**Entries provided**
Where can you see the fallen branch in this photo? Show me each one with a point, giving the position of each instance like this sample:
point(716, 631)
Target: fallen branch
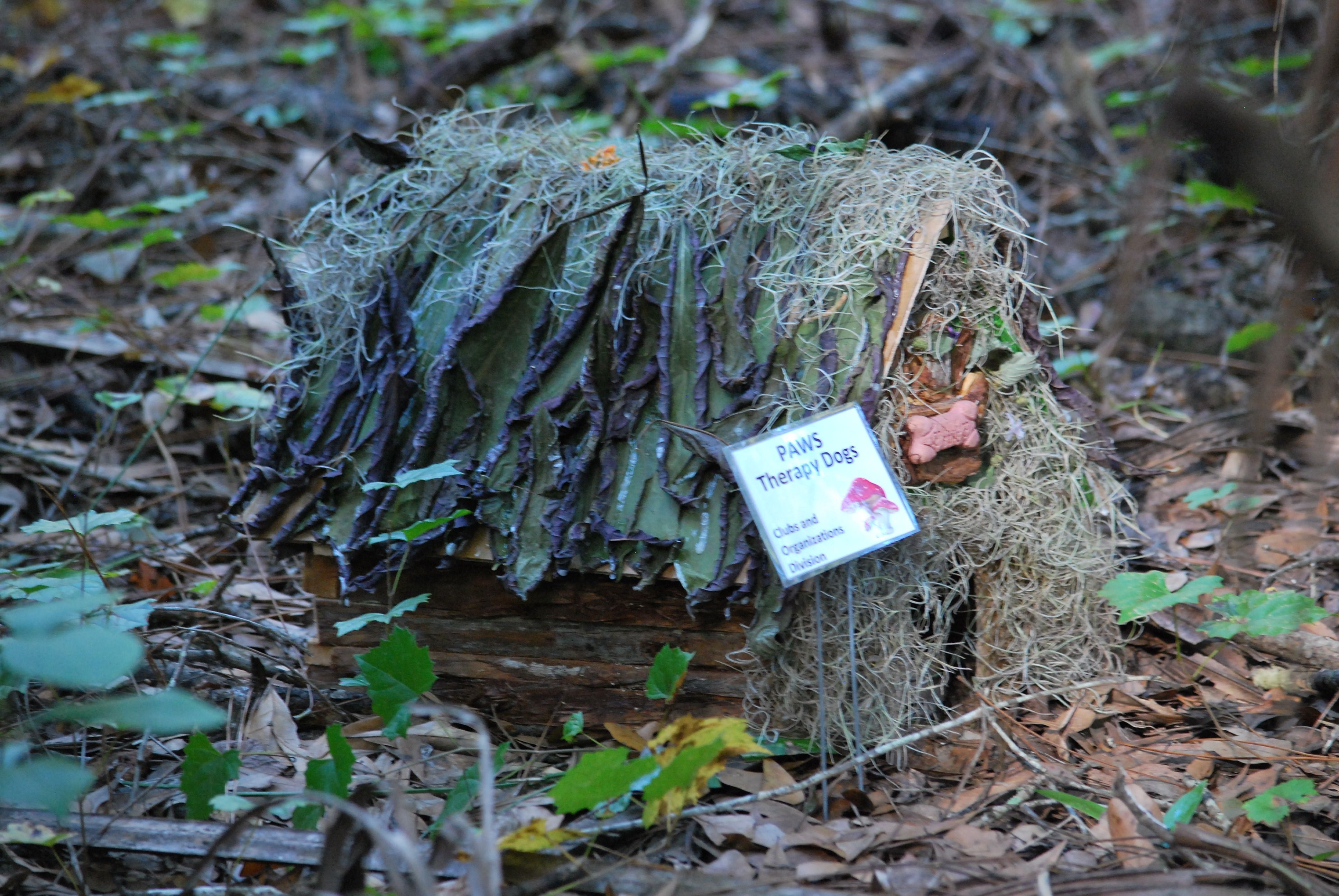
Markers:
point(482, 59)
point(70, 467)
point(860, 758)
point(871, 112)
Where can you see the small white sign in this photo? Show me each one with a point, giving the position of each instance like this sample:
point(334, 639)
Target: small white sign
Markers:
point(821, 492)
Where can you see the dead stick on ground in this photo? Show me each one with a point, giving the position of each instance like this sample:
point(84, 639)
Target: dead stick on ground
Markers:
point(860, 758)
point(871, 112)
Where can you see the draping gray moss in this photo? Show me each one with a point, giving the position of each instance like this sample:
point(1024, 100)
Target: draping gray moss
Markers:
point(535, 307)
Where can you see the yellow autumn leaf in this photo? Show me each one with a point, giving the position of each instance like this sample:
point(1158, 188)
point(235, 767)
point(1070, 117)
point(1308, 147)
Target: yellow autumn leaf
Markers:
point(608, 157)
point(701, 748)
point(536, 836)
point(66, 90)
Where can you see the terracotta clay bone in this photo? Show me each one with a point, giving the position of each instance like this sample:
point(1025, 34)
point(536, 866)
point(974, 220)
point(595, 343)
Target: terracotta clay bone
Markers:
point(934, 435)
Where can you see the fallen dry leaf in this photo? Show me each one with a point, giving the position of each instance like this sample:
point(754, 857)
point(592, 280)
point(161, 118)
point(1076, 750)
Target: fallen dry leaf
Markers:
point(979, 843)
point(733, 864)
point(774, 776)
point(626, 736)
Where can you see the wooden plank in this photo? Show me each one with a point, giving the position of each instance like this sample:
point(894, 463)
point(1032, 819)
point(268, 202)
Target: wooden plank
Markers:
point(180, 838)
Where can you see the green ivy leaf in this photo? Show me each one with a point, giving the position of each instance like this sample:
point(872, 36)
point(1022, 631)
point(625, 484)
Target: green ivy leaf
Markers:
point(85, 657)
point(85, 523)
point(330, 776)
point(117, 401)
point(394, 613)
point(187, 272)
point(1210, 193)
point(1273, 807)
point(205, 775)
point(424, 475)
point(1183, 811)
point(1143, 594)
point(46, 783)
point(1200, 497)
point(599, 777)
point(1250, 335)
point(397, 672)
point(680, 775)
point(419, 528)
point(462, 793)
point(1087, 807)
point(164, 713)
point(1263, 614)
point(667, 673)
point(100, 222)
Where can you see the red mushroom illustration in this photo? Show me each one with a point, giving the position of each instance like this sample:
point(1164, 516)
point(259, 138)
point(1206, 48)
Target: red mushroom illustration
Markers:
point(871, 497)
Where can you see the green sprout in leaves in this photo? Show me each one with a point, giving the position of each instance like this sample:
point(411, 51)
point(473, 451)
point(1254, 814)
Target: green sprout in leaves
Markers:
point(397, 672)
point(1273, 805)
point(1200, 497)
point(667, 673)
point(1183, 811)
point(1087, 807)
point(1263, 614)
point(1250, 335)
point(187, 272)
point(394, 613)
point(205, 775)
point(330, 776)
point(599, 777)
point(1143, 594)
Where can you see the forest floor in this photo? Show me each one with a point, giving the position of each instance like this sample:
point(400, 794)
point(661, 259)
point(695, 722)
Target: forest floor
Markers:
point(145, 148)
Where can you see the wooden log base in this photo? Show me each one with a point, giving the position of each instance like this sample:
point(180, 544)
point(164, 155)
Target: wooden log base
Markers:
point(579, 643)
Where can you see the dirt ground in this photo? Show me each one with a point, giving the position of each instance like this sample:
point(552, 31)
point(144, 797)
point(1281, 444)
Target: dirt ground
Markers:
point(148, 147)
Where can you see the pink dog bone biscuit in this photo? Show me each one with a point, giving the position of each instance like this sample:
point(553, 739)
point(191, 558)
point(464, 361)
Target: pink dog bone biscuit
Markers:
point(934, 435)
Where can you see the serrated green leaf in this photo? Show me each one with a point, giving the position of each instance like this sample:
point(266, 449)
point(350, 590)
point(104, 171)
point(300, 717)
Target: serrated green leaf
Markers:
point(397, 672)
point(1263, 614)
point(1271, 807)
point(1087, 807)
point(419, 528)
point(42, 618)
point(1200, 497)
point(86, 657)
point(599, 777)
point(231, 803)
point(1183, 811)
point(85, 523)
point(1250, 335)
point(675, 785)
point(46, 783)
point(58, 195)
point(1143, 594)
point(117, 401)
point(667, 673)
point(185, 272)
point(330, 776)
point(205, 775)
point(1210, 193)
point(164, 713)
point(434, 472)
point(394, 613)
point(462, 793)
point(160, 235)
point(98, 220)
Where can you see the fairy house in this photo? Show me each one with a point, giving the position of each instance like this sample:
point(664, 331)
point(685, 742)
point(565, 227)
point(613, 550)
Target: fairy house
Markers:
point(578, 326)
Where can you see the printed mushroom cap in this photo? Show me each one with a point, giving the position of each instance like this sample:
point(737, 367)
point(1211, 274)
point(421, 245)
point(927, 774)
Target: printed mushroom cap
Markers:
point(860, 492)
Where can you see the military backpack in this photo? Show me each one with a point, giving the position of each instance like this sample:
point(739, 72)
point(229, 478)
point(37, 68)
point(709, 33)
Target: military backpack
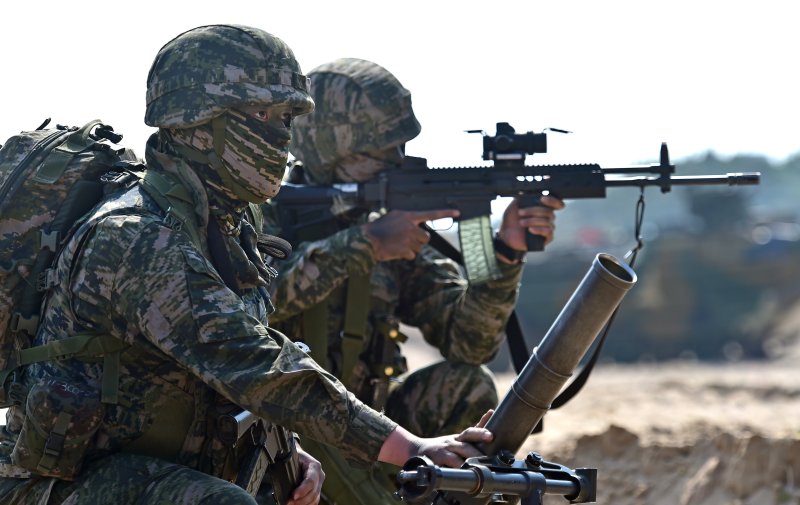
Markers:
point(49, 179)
--
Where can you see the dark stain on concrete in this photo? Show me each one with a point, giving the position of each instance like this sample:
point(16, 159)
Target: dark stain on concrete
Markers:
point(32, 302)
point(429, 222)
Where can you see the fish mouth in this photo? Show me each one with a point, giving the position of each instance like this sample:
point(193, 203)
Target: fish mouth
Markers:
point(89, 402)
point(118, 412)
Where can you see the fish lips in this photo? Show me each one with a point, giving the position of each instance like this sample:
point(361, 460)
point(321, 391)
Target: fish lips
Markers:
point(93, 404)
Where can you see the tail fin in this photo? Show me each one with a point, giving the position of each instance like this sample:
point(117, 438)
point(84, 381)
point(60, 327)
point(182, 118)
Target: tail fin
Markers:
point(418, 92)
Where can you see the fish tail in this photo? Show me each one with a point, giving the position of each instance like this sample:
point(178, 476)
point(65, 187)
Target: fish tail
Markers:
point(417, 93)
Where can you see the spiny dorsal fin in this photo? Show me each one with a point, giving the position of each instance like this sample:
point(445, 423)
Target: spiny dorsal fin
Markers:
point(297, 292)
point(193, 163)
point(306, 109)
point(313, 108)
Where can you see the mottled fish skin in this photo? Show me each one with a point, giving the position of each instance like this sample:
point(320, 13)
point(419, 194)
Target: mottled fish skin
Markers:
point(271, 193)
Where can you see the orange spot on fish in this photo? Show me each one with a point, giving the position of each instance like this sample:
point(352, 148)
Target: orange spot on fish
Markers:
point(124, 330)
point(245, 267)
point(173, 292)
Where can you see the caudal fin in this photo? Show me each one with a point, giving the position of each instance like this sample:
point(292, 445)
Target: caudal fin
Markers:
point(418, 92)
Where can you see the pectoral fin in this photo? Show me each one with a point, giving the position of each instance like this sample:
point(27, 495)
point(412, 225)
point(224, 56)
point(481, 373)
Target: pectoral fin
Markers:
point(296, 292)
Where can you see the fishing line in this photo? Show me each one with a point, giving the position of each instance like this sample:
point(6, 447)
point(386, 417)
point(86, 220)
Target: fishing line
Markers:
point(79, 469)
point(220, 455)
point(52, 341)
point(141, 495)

**Requirement**
Copy the items from the line with "Where can you see the forest" to the line with "point(579, 643)", changing "Target" to "Object" and leaving everything else the same.

**Response**
Where can you see the forest floor in this photo? Show me each one with a point, giving the position of each instance like this sample:
point(400, 794)
point(661, 259)
point(695, 722)
Object: forest floor
Markers:
point(145, 148)
Where can you see the wooden log base in this photo? Show me each one with a point, giving the position of each instance like this sample:
point(180, 544)
point(164, 155)
Object: wooden log base
Markers:
point(579, 643)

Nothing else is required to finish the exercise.